Identify every line of the items that contains the word "wood", and copy each of those lines.

* Provided material

= = =

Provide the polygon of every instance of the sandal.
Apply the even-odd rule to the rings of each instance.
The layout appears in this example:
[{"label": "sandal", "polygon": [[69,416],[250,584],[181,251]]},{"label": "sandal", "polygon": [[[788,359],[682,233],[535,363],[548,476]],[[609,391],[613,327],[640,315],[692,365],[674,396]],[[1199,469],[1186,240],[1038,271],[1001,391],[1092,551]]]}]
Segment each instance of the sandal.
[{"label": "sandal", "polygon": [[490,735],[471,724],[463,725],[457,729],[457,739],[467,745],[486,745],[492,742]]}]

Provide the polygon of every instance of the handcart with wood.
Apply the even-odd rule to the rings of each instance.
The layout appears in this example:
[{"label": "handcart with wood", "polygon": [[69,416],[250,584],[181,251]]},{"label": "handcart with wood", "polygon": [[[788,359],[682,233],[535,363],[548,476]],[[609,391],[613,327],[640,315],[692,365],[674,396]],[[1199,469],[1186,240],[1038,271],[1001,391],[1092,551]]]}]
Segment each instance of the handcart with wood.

= = =

* Task answer
Provide the polygon of every instance of the handcart with wood.
[{"label": "handcart with wood", "polygon": [[69,416],[250,584],[181,251]]},{"label": "handcart with wood", "polygon": [[[788,359],[682,233],[535,363],[548,476]],[[609,391],[613,327],[640,315],[692,365],[674,396]],[[1199,469],[1186,240],[1038,271],[1001,391],[1092,551]]]}]
Segment each instance of the handcart with wood.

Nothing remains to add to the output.